:: Short problem ::
The records below hold pictures; please leave those out and retype the rest exactly.

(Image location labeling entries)
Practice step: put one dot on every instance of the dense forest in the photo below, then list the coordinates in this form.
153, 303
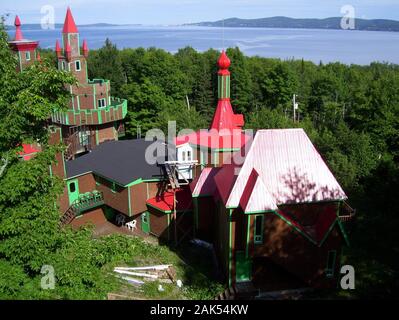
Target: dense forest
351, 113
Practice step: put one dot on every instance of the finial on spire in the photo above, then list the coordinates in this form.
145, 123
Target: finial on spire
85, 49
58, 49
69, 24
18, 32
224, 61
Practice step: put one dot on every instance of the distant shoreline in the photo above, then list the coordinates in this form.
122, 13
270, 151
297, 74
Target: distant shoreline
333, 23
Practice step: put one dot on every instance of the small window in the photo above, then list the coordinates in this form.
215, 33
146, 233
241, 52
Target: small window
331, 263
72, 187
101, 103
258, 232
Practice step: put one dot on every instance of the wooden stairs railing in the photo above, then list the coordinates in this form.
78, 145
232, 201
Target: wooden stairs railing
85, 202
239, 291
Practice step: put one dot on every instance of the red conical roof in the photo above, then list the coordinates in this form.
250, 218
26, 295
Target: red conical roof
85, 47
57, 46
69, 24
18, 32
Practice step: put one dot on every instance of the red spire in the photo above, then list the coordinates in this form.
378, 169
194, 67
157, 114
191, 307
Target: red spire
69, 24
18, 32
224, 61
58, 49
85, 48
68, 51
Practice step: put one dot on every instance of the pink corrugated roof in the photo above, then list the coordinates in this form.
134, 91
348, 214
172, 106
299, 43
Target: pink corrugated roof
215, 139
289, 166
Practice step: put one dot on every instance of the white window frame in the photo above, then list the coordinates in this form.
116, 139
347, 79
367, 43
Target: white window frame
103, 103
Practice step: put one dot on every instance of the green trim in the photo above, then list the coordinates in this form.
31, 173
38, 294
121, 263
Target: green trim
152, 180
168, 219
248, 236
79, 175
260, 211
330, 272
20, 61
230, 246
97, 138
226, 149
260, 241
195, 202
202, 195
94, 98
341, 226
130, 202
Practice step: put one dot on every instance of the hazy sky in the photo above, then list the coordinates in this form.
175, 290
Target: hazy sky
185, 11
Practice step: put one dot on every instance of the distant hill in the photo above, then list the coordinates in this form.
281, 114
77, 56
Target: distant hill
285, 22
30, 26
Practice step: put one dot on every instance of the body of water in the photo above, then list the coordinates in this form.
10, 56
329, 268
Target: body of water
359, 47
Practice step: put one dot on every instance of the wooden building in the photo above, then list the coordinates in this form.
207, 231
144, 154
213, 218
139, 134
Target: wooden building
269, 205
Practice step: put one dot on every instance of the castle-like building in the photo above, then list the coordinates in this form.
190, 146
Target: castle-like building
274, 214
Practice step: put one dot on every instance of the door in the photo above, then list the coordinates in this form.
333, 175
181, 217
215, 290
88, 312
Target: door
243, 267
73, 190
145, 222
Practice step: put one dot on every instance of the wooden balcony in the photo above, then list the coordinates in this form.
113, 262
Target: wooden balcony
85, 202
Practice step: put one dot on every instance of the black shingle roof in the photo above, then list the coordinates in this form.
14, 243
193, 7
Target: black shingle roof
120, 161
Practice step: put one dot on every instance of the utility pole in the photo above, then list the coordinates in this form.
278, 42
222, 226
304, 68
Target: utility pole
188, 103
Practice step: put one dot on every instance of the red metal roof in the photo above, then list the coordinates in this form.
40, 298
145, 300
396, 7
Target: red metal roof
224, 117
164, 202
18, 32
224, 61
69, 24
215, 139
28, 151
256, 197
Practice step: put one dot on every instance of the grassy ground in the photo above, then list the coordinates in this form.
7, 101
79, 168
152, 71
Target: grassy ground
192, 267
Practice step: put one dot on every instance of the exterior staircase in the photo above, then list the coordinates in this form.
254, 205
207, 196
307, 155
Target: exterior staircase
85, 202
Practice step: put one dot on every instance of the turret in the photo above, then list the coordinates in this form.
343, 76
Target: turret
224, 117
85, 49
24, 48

:: Problem solution ::
Practice step: put one dot on every instance of the dense forest in the photo below, then list the coordinates in this form.
153, 303
Target: dense forest
351, 113
Practice step: put one dot on every instance of the finial on spire in the photo above, then list the coordinates in this form.
145, 123
Target: finial on spire
85, 49
58, 49
69, 24
18, 32
224, 61
Practice step: put one dot on every instance of the distant shoreline in the photo above, then list the coordinates in this form.
122, 13
270, 151
297, 74
Target: distant shoreline
333, 23
Practice step: put one dot on every instance of the small window in the photo above, then list the coordinates in this form.
215, 33
146, 233
241, 52
Target: small window
331, 263
72, 187
101, 103
258, 232
Practice step: put one dot on every instance of the wooden stairs railing in the photo above, then list the coordinates in this form.
78, 145
232, 201
Target: wooden stairs railing
85, 202
239, 291
Practice step: put one dot on every instance of the red conical roof in the photo above, then list the coordinates in this form.
250, 218
26, 295
Target: red conical roof
85, 47
57, 46
69, 24
18, 32
Practice step: put one dot on every instance of the red spire in the photo above, then list the coordinates in this form.
378, 169
194, 67
157, 114
191, 307
Target: red spire
69, 24
18, 32
224, 61
58, 49
85, 48
68, 51
Practice step: put one dot on every instance of the pink corrugated roof in the photo above, then list the coordinates in this form.
134, 91
348, 214
172, 106
299, 43
Target: pink corrugated roof
215, 139
289, 166
Practice step: put one dot on every instance of the white window frame in the photo above, then list the coordinates in this form.
116, 139
347, 79
367, 43
Target: white window frame
103, 103
Practice step: put one dot on every instance of the green trim in the photo above, then list the coordinates in this form.
31, 173
38, 294
121, 263
Target: green trim
152, 180
168, 219
248, 236
79, 175
260, 211
330, 272
20, 61
230, 246
97, 138
226, 149
260, 241
195, 202
202, 195
94, 98
341, 226
130, 202
Practice step: put one dot on every instance of the hazy sky in the photo above, then list the coordinates in this form.
175, 290
Target: hazy sky
185, 11
Practice step: put one dot on every instance of the distant hill in the photo above, then list the coordinates in this form.
281, 114
77, 56
Target: distant hill
285, 22
30, 26
Practice step: put one dot on every instance of the body of water in the photo above, then list the coordinates in this form.
10, 56
329, 268
Target: body of water
359, 47
Practice step: put one dot on every instance of the wooden building in the photo above, then list the coordinates in this form.
207, 231
144, 154
213, 218
139, 134
Target: wooden building
269, 205
Practice step: put one dot on every instance of the castle-like building in the photo above, then list the coordinates in this form.
190, 146
Target: castle-like building
274, 214
Practice step: put one dot on every instance of the door in the photo above, then list the coordinates in this form.
333, 175
181, 217
215, 290
88, 312
Target: door
243, 267
73, 190
145, 222
Practice step: put one dot on every instance of the wooden balcony in the photo above, then list the coordinates in this form.
113, 262
Target: wooden balcony
85, 202
Practice step: put one dot on every instance of the black shingle roof in the photo above, then list the coordinates in this form.
14, 243
193, 7
Target: black shingle roof
120, 161
Practice step: put one dot on every instance of the utility pole in the photo above, then list the coordinates in this form.
278, 42
222, 226
304, 68
Target: utility pole
188, 103
Practice step: put one dot on every instance of the red metal roof in the photo above, then list the coordinates in this form.
40, 298
145, 300
396, 7
Target: red metal roof
224, 117
164, 202
18, 32
224, 61
69, 24
215, 139
28, 151
256, 197
Practice step: put one dot on every instance of the grassy ground in the photo above, then list the coordinates in this form.
7, 101
79, 168
152, 71
Target: grassy ground
192, 267
Practice step: put one dot on every instance of the exterior staircase in the photo above, then list the coordinates in this form.
254, 205
207, 196
307, 155
Target: exterior staircase
85, 202
Practice step: put one dot on every instance of the turret in the photo above, then list the coordinates in this form.
343, 76
Target: turret
224, 117
85, 49
24, 48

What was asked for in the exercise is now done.